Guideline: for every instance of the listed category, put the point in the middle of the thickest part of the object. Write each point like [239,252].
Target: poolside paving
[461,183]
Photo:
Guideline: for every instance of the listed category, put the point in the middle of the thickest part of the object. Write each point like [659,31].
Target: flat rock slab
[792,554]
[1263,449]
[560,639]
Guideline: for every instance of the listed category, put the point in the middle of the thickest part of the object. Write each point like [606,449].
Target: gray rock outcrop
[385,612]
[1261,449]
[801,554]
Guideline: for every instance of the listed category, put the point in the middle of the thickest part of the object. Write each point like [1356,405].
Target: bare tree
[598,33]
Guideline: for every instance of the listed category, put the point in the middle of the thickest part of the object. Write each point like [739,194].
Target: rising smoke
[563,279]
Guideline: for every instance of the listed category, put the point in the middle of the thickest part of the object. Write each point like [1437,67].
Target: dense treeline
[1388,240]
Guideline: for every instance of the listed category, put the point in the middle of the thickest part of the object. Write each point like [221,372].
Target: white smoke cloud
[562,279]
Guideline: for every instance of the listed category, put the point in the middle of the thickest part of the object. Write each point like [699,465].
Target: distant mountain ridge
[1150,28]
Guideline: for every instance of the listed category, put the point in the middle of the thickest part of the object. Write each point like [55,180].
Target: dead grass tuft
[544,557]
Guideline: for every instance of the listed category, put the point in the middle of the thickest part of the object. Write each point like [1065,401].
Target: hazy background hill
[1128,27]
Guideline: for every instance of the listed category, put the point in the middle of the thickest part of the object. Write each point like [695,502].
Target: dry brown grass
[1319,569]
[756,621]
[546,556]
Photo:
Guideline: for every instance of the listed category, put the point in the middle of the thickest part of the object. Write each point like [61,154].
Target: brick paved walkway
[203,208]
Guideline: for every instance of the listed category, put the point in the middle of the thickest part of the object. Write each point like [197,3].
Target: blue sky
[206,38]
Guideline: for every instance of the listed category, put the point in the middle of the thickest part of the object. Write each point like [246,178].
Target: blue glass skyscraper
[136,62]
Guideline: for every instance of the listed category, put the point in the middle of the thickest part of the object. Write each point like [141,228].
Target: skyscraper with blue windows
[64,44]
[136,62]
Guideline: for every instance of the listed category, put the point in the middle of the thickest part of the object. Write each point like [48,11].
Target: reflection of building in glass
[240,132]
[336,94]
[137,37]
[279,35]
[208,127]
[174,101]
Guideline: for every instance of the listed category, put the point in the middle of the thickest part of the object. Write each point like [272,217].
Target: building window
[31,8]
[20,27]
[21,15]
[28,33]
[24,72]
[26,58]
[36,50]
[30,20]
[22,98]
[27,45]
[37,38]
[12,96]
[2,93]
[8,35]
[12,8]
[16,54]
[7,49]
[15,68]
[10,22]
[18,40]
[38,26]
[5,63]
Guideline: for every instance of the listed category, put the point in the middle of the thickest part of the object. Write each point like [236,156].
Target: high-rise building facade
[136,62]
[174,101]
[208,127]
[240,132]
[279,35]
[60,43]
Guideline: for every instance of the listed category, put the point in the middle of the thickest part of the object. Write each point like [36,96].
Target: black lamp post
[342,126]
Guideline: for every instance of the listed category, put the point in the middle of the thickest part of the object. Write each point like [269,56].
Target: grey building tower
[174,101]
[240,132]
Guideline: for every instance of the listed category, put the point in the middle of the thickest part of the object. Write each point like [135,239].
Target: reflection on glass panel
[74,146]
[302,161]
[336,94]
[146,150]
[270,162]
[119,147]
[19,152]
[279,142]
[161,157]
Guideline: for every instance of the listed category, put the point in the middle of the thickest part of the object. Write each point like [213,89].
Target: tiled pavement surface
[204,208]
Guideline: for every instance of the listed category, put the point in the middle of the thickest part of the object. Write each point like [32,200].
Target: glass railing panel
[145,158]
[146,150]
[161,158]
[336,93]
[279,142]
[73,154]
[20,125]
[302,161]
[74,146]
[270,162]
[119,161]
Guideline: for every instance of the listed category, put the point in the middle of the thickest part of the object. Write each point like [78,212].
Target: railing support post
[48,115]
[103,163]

========================================================================

## TASK OBJECTIVE
Return the entries above word for word.

## ANSWER TO THE EXERCISE
Guideline: for every instance of the listed category, put the point in the middle of the thickest part of the object. Write each point like [239,252].
Target: poolside paving
[461,183]
Photo:
Guideline: for every instance of the listed category, put the point in the middle of the thickest part of the object. Write each point like [659,31].
Target: flat rock slab
[792,554]
[1263,449]
[560,639]
Guideline: for every instance of the listed category, put the point in the middle of the thickest part of the object. Write each point like [606,449].
Target: gray rock outcrop
[385,612]
[1261,449]
[801,554]
Guideline: for every instance of the listed category, put the point in the middle of the thickest part of the object. Write each point like [1356,405].
Target: bare tree
[598,33]
Guideline: for every instance of the listed category, put the point in the middle of the thickest part of the object. Write each point like [739,194].
Target: rising smoke
[563,279]
Guideline: for every instance of the listed category, put the point in the middle of the thickest part of the object. Write each point like [1437,67].
Target: dense treeline
[1388,240]
Guideline: for every instance of the listed category, put the point in the middle of the thickest part of the object. Write each point like [221,372].
Target: white smoke cloud
[562,279]
Guideline: for every instance of the listed category, put the point in the middle of the thickest part of the object. Write each point like [699,465].
Target: distant mountain ridge
[1150,28]
Guideline: for every instance of the listed category, put the point in the middle of the thickest part of the object. Write each point like [55,180].
Target: dead grass tuft
[544,557]
Guideline: for every instance of the listed category, put the point in the middle of the thickest part of the object. Write each point like [1065,401].
Target: hazy background hill
[1128,27]
Guideline: for every instance of the listed category, put the point in the middle of the thickest part of the object. Write each point like [695,502].
Target: dry brown grass
[1319,569]
[756,621]
[546,556]
Photo:
Guideline: for every instance of the listed category, put the point in the middle of the thickest part of the object. Write each point like [61,154].
Target: brick paved walkway
[203,208]
Guideline: for every instance of the listed category, put the point in the middle of the thickest part of the object. Write each point like [197,3].
Target: blue sky
[206,38]
Guideline: for every instance of the listed category, put the point in the middle of the thickest part of the object. Write each point like [246,178].
Target: blue glass skyscraper
[136,62]
Guideline: for every instance of the listed category, put the point in the middle of the thickest part of the object. Write each point like [141,228].
Target: skyscraper with blue windows
[64,44]
[136,62]
Guideline: for every instance of the listed category, put the point in the middle of the thickest part of the object. Write each point like [48,11].
Target: reflection of building in glass
[240,132]
[336,94]
[137,37]
[279,35]
[208,127]
[174,101]
Guideline: for every instance of the listed category, put the point in the middle of the thickest part of the object. Write each point like [272,217].
Target: building window
[31,8]
[20,27]
[21,15]
[28,33]
[24,72]
[26,58]
[36,50]
[30,20]
[22,98]
[27,45]
[37,38]
[12,96]
[2,93]
[8,35]
[12,8]
[16,54]
[7,49]
[15,68]
[10,22]
[18,40]
[38,26]
[5,63]
Guideline: for every instance of the listed category, put the point in the middle of the thickest part of the object. Write each point like [236,156].
Target: high-rise building facade
[136,62]
[174,101]
[208,127]
[240,132]
[279,35]
[60,43]
Guideline: for every instance of the listed category, put the point in the middle of the thickest part of the object. Write each point like [36,96].
Target: black lamp post
[342,126]
Guideline: for every instance of the listed category, put the point in the middle of the thickest part of the object. Write each point like [269,56].
Target: grey building tower
[174,101]
[240,132]
Guideline: for every instance of the listed category, put the point in the middle of the thickest part of the object. Write each point like [135,239].
Target: reflection on glass panel
[74,146]
[302,161]
[336,94]
[146,150]
[270,162]
[119,147]
[19,152]
[279,142]
[161,157]
Guideline: for every instance of the listed category, put the point in the middle of the thickest part of the object. Write each point like [213,89].
Target: tiled pavement surface
[204,208]
Guideline: for every instance of the listed category, put the point in the middle of the thickest part of the object. Write each point like [32,200].
Target: glass railing panel
[145,158]
[146,150]
[161,158]
[336,93]
[279,142]
[73,154]
[20,125]
[302,161]
[74,146]
[270,162]
[119,161]
Guideline: for every instance of the listed category, put the point in the middle of the thickest part of the object. Write each point like [78,212].
Target: railing support post
[48,115]
[103,163]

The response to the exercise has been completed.